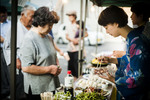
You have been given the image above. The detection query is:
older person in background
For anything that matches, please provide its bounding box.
[20,7,61,100]
[0,6,11,99]
[3,5,35,99]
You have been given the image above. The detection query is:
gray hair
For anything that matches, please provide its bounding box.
[21,5,36,16]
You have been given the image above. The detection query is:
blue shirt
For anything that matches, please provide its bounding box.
[0,20,11,47]
[115,27,150,98]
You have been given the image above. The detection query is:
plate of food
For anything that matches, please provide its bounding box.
[91,58,108,67]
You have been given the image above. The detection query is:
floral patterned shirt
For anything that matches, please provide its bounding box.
[115,27,150,97]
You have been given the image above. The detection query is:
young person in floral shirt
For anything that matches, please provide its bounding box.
[98,5,150,100]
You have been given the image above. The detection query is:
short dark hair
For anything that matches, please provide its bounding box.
[98,5,128,27]
[32,7,56,27]
[0,6,7,13]
[131,2,150,21]
[76,20,84,29]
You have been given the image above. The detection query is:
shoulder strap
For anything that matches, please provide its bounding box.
[139,34,150,50]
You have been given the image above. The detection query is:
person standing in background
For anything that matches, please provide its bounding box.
[66,11,79,80]
[3,5,35,100]
[0,6,11,99]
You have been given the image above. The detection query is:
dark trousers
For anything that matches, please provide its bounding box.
[0,48,10,99]
[16,70,25,100]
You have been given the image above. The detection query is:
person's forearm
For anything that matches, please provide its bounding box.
[22,65,50,75]
[0,36,4,43]
[109,58,118,64]
[54,43,60,52]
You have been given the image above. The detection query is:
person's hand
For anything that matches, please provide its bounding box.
[49,65,62,76]
[97,56,109,63]
[16,58,21,69]
[99,72,115,83]
[72,39,79,45]
[113,50,126,58]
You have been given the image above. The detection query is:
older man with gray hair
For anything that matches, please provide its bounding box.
[3,5,35,100]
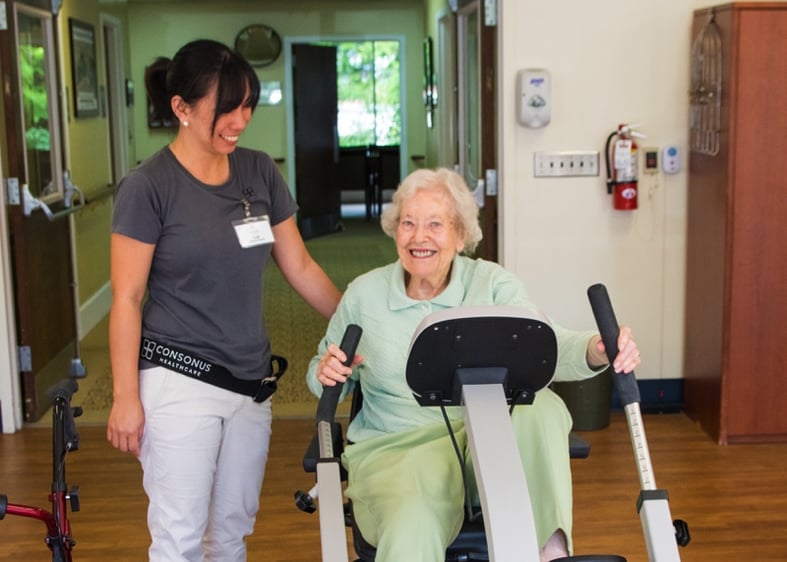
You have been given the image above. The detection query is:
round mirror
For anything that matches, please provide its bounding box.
[235,24,281,67]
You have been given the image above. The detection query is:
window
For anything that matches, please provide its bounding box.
[334,41,402,148]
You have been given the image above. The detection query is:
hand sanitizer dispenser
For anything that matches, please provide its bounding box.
[516,68,551,128]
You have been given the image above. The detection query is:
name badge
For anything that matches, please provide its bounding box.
[232,215,273,248]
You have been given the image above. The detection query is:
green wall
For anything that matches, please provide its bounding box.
[128,0,426,177]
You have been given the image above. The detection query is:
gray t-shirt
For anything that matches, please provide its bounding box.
[112,148,297,379]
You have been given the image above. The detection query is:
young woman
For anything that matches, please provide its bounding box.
[107,40,340,562]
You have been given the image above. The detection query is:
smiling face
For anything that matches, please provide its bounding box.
[396,187,464,299]
[173,86,252,155]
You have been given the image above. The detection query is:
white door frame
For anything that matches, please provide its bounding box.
[0,154,22,433]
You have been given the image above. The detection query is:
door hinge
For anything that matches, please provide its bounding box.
[484,0,497,27]
[5,178,22,205]
[486,168,497,197]
[19,345,33,373]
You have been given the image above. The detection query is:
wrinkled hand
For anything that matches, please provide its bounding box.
[107,398,145,456]
[317,343,363,386]
[587,325,640,373]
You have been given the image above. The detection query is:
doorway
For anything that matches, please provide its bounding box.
[0,0,78,422]
[284,37,407,237]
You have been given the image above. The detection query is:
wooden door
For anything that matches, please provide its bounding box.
[456,0,498,261]
[0,0,81,421]
[292,44,341,238]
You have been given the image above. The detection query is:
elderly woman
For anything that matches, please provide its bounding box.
[307,169,639,562]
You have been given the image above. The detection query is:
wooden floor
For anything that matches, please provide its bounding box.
[0,413,787,562]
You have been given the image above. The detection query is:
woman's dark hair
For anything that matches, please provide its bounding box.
[145,39,260,129]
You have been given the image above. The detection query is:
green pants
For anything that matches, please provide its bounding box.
[343,389,572,562]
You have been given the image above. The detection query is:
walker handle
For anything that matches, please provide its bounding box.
[317,324,363,424]
[588,283,640,406]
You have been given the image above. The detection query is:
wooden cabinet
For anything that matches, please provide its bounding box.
[684,2,787,444]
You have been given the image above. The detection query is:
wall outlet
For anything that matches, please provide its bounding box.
[533,150,599,178]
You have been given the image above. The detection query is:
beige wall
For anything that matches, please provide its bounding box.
[128,0,425,182]
[499,0,787,378]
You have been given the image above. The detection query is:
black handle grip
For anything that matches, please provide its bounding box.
[588,283,640,406]
[317,324,363,423]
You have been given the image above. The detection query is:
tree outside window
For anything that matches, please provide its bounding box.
[334,41,401,148]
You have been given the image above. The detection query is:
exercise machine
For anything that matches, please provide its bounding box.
[296,286,688,562]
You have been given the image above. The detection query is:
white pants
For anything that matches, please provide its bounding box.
[139,367,271,562]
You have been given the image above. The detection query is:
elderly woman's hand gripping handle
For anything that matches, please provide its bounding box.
[317,324,363,424]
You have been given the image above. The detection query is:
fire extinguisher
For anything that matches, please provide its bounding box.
[605,124,644,211]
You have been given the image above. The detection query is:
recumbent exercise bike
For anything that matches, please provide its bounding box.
[295,284,690,562]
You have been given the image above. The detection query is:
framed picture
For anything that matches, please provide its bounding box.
[68,18,99,117]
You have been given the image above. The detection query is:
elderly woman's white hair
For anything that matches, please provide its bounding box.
[380,168,483,254]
== == ==
[GIVEN PROBLEM]: Rescale the stretch of lines from the beginning through the line containing "[21,5,36,16]", copying the requests as well: multiply every bounding-box coordinate in the answers by 0.8 and round to whole numbers, with halves rounded up. Leave the pictures out.

[ANSWER BELOW]:
You have been given the image above. The detection query is:
older person in background
For anything that matches, please provide its bounding box.
[16,6,49,80]
[0,5,9,79]
[2,4,28,79]
You have been given the image above. The detection query is:
gray hair
For anything that matches, please provide its bounding box.
[17,4,29,13]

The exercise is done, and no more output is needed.